◆ **Exercise**
Print the data below again in full, exactly as it stands, with no images.

▼▼▼

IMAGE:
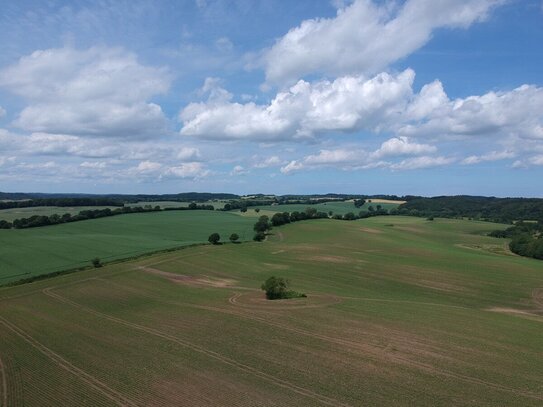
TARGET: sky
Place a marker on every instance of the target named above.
(420, 97)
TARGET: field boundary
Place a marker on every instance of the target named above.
(98, 385)
(4, 400)
(373, 350)
(212, 354)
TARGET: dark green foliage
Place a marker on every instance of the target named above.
(526, 238)
(277, 288)
(358, 203)
(61, 202)
(4, 224)
(503, 210)
(214, 238)
(263, 224)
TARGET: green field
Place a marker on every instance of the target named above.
(400, 311)
(34, 251)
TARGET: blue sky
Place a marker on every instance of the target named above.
(398, 97)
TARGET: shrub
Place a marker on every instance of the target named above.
(214, 238)
(276, 288)
(259, 236)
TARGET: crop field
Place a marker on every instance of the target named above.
(338, 208)
(399, 311)
(34, 251)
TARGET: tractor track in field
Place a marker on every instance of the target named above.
(4, 400)
(95, 383)
(379, 353)
(212, 354)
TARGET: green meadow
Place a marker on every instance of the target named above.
(399, 311)
(30, 252)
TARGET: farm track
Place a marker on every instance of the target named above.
(96, 384)
(377, 352)
(212, 354)
(4, 400)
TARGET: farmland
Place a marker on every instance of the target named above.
(399, 311)
(29, 252)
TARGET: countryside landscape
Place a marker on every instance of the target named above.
(269, 203)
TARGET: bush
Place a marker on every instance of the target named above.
(276, 288)
(214, 238)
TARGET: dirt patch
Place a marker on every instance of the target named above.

▲▲▲

◆ **Reply**
IMAGE:
TARGET: sky
Place a marker on every instance of the target named above.
(420, 97)
TARGET: field boundary
Place a marker on every instance of the target named above.
(98, 385)
(4, 400)
(373, 350)
(212, 354)
TARGET: dark green foliage
Place a marker on every instance of the target named above.
(526, 238)
(277, 288)
(358, 203)
(61, 202)
(4, 224)
(503, 210)
(214, 238)
(263, 224)
TARGET: green field
Place a marker on every instance of the target named above.
(400, 311)
(34, 251)
TARGET: blue sky
Place a marker on every instance of the target named above.
(398, 97)
TARGET: shrub
Place a marker on every instance of the target named above.
(214, 238)
(276, 288)
(259, 236)
TARGET: crop field
Place a marker on every instance of the target named above.
(338, 208)
(399, 311)
(34, 251)
TARGET: tractor track in field
Place a marker on every instance of the target named above.
(4, 400)
(95, 383)
(379, 353)
(212, 354)
TARGET: green meadow
Place a marker on every instance of the target named above.
(399, 311)
(30, 252)
TARGET: farm track
Place a marker on every instance of the target named above.
(96, 384)
(377, 352)
(212, 354)
(4, 400)
TARGET: farmland
Place a marker on every instance of the target named above.
(399, 311)
(29, 252)
TARGET: countryside landscape
Place a marker on every instance of the target named above.
(269, 203)
TARGET: bush
Place a marker on every instance of the target named above.
(276, 288)
(214, 238)
TARGET: dirt patch
Place a marker on every instance of the target named above.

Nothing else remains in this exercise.